▶ **Prompt**:
Type out every line below exactly as it reads.

▶ **Pointing records**:
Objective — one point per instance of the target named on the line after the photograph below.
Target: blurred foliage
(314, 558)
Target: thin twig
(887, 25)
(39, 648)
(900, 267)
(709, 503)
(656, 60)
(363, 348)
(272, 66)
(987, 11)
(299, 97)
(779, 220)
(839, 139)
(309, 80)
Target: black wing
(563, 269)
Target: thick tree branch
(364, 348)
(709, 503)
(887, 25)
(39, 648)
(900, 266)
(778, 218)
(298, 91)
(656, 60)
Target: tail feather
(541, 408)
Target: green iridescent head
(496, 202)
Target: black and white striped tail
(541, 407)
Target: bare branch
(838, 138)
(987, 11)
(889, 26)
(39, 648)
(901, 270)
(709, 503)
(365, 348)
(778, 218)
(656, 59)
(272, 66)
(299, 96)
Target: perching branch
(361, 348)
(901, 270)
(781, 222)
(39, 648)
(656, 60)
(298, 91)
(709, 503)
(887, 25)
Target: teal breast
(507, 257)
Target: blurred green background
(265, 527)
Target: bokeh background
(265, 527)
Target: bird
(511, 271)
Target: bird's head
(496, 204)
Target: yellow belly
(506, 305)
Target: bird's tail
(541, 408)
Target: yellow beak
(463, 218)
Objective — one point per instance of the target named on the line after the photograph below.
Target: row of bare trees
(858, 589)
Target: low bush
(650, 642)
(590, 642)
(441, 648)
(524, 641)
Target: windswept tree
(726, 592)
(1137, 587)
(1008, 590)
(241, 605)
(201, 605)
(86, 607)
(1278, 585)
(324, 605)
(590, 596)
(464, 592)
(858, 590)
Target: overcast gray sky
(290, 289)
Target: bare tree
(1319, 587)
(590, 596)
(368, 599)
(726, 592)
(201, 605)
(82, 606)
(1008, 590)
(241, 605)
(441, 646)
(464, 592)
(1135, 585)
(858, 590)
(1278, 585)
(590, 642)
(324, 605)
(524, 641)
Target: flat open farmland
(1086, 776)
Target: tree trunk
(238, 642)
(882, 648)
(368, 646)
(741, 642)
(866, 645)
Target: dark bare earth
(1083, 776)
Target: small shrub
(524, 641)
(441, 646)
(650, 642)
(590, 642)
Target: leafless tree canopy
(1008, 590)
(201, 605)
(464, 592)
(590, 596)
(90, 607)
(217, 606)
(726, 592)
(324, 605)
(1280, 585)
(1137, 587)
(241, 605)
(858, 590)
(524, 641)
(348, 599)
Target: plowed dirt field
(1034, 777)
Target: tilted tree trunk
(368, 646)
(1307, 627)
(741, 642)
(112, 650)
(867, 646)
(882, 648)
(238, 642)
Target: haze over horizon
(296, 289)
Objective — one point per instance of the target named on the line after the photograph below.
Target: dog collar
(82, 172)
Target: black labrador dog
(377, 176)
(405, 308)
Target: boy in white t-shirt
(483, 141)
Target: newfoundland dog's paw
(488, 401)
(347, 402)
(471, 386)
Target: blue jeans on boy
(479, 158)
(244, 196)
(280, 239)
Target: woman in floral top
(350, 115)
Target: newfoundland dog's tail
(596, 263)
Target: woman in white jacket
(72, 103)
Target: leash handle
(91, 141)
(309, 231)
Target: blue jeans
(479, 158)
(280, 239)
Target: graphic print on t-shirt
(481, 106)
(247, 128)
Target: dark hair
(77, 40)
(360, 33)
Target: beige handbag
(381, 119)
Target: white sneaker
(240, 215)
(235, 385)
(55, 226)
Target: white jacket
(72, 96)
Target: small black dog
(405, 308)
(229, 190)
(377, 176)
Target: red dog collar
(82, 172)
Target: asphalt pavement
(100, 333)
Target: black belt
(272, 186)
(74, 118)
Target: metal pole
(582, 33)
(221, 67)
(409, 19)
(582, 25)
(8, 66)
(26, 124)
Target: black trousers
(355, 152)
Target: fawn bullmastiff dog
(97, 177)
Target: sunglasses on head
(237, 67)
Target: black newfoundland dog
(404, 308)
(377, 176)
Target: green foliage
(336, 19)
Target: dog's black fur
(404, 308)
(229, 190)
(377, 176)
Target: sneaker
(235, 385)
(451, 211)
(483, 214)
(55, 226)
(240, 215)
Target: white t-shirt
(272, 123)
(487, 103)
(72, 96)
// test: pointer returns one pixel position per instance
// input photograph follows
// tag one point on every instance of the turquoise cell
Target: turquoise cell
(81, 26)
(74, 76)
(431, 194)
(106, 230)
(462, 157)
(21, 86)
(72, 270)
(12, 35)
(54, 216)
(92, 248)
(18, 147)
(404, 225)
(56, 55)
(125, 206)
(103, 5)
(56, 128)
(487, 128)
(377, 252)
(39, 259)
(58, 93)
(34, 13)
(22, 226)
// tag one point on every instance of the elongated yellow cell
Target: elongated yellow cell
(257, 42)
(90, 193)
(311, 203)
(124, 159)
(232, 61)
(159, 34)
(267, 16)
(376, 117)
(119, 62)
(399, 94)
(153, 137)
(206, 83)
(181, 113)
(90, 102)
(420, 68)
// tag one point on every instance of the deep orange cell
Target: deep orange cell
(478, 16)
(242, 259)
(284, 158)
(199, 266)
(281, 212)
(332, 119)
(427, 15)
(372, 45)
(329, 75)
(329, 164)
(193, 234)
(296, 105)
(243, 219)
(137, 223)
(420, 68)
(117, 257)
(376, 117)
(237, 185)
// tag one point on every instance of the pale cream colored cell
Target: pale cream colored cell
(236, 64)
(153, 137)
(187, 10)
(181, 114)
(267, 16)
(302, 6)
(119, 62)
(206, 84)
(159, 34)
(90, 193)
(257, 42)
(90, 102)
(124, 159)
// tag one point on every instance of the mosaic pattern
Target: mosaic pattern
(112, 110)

▶ **Final result**:
Objective — one point per instance of the target named on the line after the photograph below.
Target: blurred foliage
(314, 558)
Target: thin twig
(887, 25)
(39, 648)
(900, 267)
(709, 503)
(656, 60)
(363, 348)
(272, 66)
(987, 11)
(299, 97)
(779, 220)
(839, 139)
(309, 80)
Target: black wing
(563, 269)
Target: thick tree branch
(364, 348)
(709, 503)
(887, 25)
(39, 648)
(900, 266)
(778, 218)
(298, 91)
(656, 60)
Target: tail feather
(541, 408)
Target: green iridescent head
(496, 202)
Target: black and white striped tail
(541, 407)
Target: bare branch
(838, 138)
(987, 11)
(889, 26)
(39, 648)
(901, 270)
(709, 503)
(365, 348)
(778, 218)
(656, 59)
(272, 66)
(299, 96)
Target: perching branch
(361, 348)
(901, 270)
(781, 222)
(39, 648)
(656, 60)
(298, 91)
(709, 503)
(887, 25)
Target: teal breast
(507, 257)
Target: blurred green background
(265, 527)
Target: bokeh background
(265, 527)
Target: bird
(511, 271)
Target: bird's head
(496, 204)
Target: yellow belly
(506, 305)
Target: bird's tail
(541, 408)
Target: yellow beak
(463, 218)
Objective — one point per instance of the target named on the line after the photograph below.
Target: row of bare trees
(858, 589)
Target: low bush
(650, 642)
(590, 642)
(441, 648)
(524, 641)
Target: windswept tree
(726, 592)
(1137, 587)
(1008, 590)
(241, 605)
(201, 605)
(86, 607)
(1278, 585)
(324, 605)
(590, 596)
(464, 592)
(858, 590)
Target: overcast gray sky
(290, 289)
Target: bare tree
(1319, 587)
(590, 596)
(368, 599)
(726, 592)
(201, 605)
(82, 606)
(1008, 590)
(241, 605)
(441, 646)
(464, 592)
(1135, 585)
(858, 590)
(1278, 585)
(590, 642)
(324, 605)
(524, 641)
Target: flat open farmland
(1086, 776)
Target: tree trunk
(238, 642)
(882, 648)
(368, 646)
(741, 642)
(866, 645)
Target: dark bare earth
(1083, 776)
Target: small shrub
(524, 641)
(441, 646)
(650, 642)
(590, 642)
Target: leafless tree canopy
(1008, 590)
(201, 605)
(464, 592)
(590, 596)
(90, 607)
(217, 606)
(726, 592)
(324, 605)
(1280, 585)
(1137, 587)
(241, 605)
(858, 590)
(524, 641)
(348, 599)
Target: plowed dirt field
(1034, 777)
Target: tilted tree trunk
(368, 646)
(1307, 627)
(741, 642)
(112, 650)
(867, 646)
(882, 648)
(238, 642)
Target: haze over horizon
(296, 289)
Objective — one point per instance of the target named on the line after the photograph below.
Target: dog collar
(82, 172)
Target: black labrador dog
(377, 176)
(405, 308)
Target: boy in white t-shirt
(483, 141)
Target: newfoundland dog's paw
(488, 401)
(347, 402)
(471, 386)
Target: blue jeans on boy
(479, 158)
(244, 196)
(280, 239)
Target: woman in floral top
(350, 115)
Target: newfoundland dog's tail
(596, 263)
Target: woman in white jacket
(72, 103)
Target: leash handle
(91, 141)
(309, 231)
Target: blue jeans
(479, 158)
(280, 239)
Target: graphic print on t-shirt
(481, 106)
(247, 128)
Target: dark hair
(77, 40)
(360, 33)
Target: beige handbag
(381, 119)
Target: white sneaker
(240, 215)
(235, 385)
(55, 226)
Target: white jacket
(72, 96)
Target: small black dog
(405, 308)
(229, 190)
(377, 176)
Target: red dog collar
(82, 172)
Target: asphalt pavement
(100, 333)
Target: black belt
(272, 186)
(74, 118)
Target: metal pole
(582, 33)
(221, 67)
(409, 19)
(582, 25)
(8, 66)
(26, 124)
Target: black trousers
(355, 152)
Target: fawn bullmastiff dog
(97, 177)
Target: sunglasses on head
(237, 67)
Target: black newfoundland dog
(404, 308)
(377, 176)
Target: green foliage
(336, 19)
Target: dog's black fur
(404, 308)
(229, 190)
(377, 176)
Target: sneaker
(235, 385)
(451, 211)
(483, 214)
(55, 226)
(240, 215)
Target: white t-shirt
(272, 123)
(487, 103)
(72, 96)
// test: pointer returns one pixel position per instance
// input photograph follows
// tag one point on every instance of the turquoise cell
Target: turquoise cell
(81, 26)
(74, 76)
(431, 194)
(106, 230)
(462, 157)
(21, 86)
(72, 270)
(12, 35)
(54, 216)
(92, 248)
(18, 147)
(404, 225)
(56, 55)
(125, 206)
(103, 5)
(56, 128)
(487, 128)
(377, 252)
(39, 259)
(58, 93)
(34, 13)
(22, 226)
// tag one point on every instance of the elongated yellow cell
Target: elongated yellow cell
(257, 42)
(90, 193)
(311, 203)
(124, 159)
(232, 61)
(159, 34)
(267, 16)
(376, 117)
(119, 62)
(399, 94)
(153, 137)
(206, 83)
(181, 113)
(90, 102)
(420, 68)
// tag one point on every instance of the deep orange cell
Target: deep orange cell
(478, 16)
(242, 259)
(284, 158)
(199, 266)
(281, 212)
(332, 119)
(427, 15)
(372, 45)
(329, 75)
(329, 164)
(193, 234)
(296, 105)
(243, 219)
(137, 223)
(420, 68)
(117, 257)
(376, 117)
(237, 185)
// tag one point on every instance of the pale cream colored cell
Target: pale cream colored cell
(236, 64)
(153, 137)
(187, 10)
(181, 114)
(267, 16)
(302, 6)
(119, 62)
(206, 84)
(159, 34)
(90, 193)
(257, 42)
(90, 102)
(124, 159)
// tag one point on every instance of the mosaic pattern
Target: mosaic pattern
(112, 110)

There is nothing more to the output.